PROBLEM DETAILS: Every entry below, from first to last, should be copied exactly.

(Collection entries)
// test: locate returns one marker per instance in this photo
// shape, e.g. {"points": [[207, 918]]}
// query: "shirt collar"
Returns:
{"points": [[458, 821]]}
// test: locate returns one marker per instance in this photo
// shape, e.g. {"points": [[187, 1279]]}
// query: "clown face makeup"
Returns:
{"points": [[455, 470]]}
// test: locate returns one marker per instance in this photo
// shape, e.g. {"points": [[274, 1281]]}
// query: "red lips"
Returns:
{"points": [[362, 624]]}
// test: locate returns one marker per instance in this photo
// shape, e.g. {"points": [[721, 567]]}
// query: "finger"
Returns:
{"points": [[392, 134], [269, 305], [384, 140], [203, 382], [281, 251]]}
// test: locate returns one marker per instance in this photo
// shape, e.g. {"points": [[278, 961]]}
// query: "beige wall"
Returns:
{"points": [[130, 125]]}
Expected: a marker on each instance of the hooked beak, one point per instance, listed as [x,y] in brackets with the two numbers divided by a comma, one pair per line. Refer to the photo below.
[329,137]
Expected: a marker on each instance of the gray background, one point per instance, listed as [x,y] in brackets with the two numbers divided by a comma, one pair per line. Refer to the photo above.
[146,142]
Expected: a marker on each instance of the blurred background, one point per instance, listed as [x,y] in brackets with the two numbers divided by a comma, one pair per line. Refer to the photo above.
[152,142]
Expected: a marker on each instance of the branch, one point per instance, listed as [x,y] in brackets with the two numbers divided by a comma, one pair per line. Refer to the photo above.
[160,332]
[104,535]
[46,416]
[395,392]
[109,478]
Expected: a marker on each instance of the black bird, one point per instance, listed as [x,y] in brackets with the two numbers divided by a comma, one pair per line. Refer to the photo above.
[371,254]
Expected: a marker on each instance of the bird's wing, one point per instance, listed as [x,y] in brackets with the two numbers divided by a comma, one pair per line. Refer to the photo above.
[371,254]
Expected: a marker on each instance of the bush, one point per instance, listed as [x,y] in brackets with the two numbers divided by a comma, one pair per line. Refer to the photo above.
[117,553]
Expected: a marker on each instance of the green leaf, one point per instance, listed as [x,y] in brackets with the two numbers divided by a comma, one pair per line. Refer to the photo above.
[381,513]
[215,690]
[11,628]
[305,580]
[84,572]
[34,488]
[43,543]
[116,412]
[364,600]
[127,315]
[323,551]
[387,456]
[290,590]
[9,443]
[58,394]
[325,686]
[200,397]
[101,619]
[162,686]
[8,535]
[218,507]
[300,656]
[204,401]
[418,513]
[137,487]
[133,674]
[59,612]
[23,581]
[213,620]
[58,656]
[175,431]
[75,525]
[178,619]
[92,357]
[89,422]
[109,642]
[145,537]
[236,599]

EXPECTED OUTPUT:
// test: locate returns one marker per instance in this photo
// shape, e.g. {"points": [[207, 918]]}
// query: "shirt collar"
Returns:
{"points": [[458, 821]]}
// test: locate returns one marker per instance in this photo
// shape, e.g. {"points": [[187, 1279]]}
// query: "clown face makeup"
Returns:
{"points": [[455, 470]]}
// test: locate returns one marker per instance in this photo
// shape, e.g. {"points": [[274, 1281]]}
// query: "red lips"
Returns:
{"points": [[362, 624]]}
// test: locate returns one marker per instance in this photo
// shape, e.g. {"points": [[721, 567]]}
// query: "finger"
Returns:
{"points": [[392, 134], [269, 305], [384, 140], [203, 382], [281, 251]]}
// test: locate returns one marker per instance in this photo
// shape, e.g. {"points": [[278, 961]]}
// query: "beige wall"
Returns:
{"points": [[130, 125]]}
Expected: a marker on each instance of the hooked beak, one point per instance, listed as [x,y] in brackets with the two numbers divided by a comma, one pair per line. Refer to the photo below.
[329,137]
Expected: a marker on each instance of the gray background, one point per instance, listed as [x,y] in brackets with the two numbers divided by a comma, one pair per line. Refer to the photo above.
[146,142]
Expected: a marker on each instance of the blurred background, one point per instance, listed as [x,y] in brackets with the two numbers divided by a comma, one pair per line. Refer to the photo above.
[152,142]
Expected: a marker on each instance of the branch, one point per instance, listed as [x,y] in brackets with the two numbers divided by a comma, one pair per line. Refer to the photo above.
[160,332]
[104,535]
[46,416]
[395,392]
[109,478]
Expected: a marker on each instance of the black bird, one point per instance, listed as [x,y] in brackets with the two numbers divided by a comma, one pair per line. Refer to the photo above.
[371,254]
Expected: a marker on each instance of the bird's wing, one point per instance, listed as [x,y] in brackets with the two numbers divided by a comma, one pair per line. Refer to the photo above.
[371,254]
Expected: a marker on each instance of the bush, one point per instance, listed as [x,y] in brackets with the two numbers divided by a comma, one pair per line. Refer to the photo above.
[117,553]
Expected: a marker on each instance of the green leaf, one point per instance, listed as [x,y] in brackets with the two numbers divided by a comma, one pair per line. Refer to the photo above.
[381,513]
[215,690]
[11,628]
[305,580]
[84,572]
[34,488]
[43,543]
[116,412]
[364,600]
[127,315]
[323,551]
[387,456]
[290,590]
[9,443]
[58,394]
[325,686]
[200,397]
[101,619]
[162,686]
[8,535]
[218,507]
[300,656]
[204,401]
[418,513]
[137,487]
[133,674]
[59,612]
[23,581]
[213,620]
[58,656]
[175,431]
[75,525]
[178,619]
[92,357]
[89,422]
[109,642]
[145,537]
[236,599]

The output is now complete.